**Jobs**
1. In the Miss Saigon review, what do these answers come to?
(a) At which theater is the show playing?
(b) Who is the guest reviewer?
(c) Which president, described as Kennedy's successor, went for war?
2. Write out everything in the Miss Saigon review from "GUEST REVIEWER    JOHN" down to "we wake up?".

**Document**
------------------------------

MISS SAIGON – Prince Edward Theatre, W1 : and a guest reviewer

POWERFUL, EMOTIONAL, CHALLENGING – 

GUEST REVIEWER    JOHN PETER  WRITES: 

Do you remember Vietnam?   How, in the sixties and seventies, we
wondered whether the communist North would invade the free-living South?
In Washington, President Kennedy said that, in the end, the people of
Vietnam should decide that themselves.  His bullish successor, Lyndon
Johnson, went for war.  Young Americans sang ‘Hey, hey, LBJ, How many kids
have you killed today?’
Boubil and Schoneberg’s heartrending MISS SAIGON is an opera: vast,
brilliant, thrilling and moving.    It is also a drama and a great moral –
political-erotic question.   Who are we? the Vietnamese ask. What do
we want? Who can we believe?  What is The American Dream?  What will
it be like when we wake up?

------------------------------

**Raw records**
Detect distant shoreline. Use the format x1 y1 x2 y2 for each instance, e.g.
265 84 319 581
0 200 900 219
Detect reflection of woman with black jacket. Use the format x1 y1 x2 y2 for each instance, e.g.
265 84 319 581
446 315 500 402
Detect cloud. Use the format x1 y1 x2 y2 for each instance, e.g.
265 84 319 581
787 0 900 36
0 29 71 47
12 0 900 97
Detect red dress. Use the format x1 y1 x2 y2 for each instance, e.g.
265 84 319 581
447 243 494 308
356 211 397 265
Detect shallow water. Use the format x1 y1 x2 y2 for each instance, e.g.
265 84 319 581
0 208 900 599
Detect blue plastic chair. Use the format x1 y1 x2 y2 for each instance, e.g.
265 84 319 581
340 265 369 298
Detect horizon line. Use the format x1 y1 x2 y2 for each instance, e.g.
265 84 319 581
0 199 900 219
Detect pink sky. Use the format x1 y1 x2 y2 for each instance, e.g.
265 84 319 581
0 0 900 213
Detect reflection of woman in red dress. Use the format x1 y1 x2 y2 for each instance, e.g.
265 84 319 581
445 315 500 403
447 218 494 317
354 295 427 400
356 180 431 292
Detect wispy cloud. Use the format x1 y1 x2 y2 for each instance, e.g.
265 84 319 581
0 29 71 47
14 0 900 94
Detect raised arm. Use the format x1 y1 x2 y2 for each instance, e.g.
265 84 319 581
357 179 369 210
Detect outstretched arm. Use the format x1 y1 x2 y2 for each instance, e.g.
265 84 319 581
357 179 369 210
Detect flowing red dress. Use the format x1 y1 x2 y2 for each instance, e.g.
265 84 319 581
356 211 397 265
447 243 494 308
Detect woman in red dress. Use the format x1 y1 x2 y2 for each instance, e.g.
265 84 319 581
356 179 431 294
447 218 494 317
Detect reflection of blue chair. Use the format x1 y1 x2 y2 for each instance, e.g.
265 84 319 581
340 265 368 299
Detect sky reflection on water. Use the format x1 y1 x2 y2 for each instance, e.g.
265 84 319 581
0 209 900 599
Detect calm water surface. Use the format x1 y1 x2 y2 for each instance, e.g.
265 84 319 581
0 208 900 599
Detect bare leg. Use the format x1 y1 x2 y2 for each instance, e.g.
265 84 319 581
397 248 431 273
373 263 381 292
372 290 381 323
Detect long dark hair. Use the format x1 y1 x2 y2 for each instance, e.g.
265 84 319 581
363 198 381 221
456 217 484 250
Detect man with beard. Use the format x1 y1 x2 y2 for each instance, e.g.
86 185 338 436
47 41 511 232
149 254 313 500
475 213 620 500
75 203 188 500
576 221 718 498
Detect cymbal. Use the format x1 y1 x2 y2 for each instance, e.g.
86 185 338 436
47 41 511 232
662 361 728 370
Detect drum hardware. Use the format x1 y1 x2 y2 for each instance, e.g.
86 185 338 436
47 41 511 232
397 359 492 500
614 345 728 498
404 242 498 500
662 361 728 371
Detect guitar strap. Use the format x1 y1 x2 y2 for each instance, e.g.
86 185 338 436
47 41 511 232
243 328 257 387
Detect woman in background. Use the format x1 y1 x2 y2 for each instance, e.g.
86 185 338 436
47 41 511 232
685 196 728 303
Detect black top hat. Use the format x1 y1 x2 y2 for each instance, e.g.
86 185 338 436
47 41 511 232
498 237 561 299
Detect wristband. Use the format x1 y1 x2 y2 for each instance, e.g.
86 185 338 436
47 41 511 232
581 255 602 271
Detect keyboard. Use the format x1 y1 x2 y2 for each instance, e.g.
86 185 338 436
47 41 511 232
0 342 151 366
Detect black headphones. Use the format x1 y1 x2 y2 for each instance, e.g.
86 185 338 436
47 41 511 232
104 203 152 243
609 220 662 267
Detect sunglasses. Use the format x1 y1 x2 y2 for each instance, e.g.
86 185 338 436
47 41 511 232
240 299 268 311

------------------------------

**Correct answers**
1.
(a) The Prince Edward Theatre, W1.
(b) John Peter.
(c) Lyndon Johnson.

2.
GUEST REVIEWER    JOHN PETER  WRITES: 

Do you remember Vietnam?   How, in the sixties and seventies, we
wondered whether the communist North would invade the free-living South?
In Washington, President Kennedy said that, in the end, the people of
Vietnam should decide that themselves.  His bullish successor, Lyndon
Johnson, went for war.  Young Americans sang ‘Hey, hey, LBJ, How many kids
have you killed today?’
Boubil and Schoneberg’s heartrending MISS SAIGON is an opera: vast,
brilliant, thrilling and moving.    It is also a drama and a great moral –
political-erotic question.   Who are we? the Vietnamese ask. What do
we want? Who can we believe?  What is The American Dream?  What will
it be like when we wake up?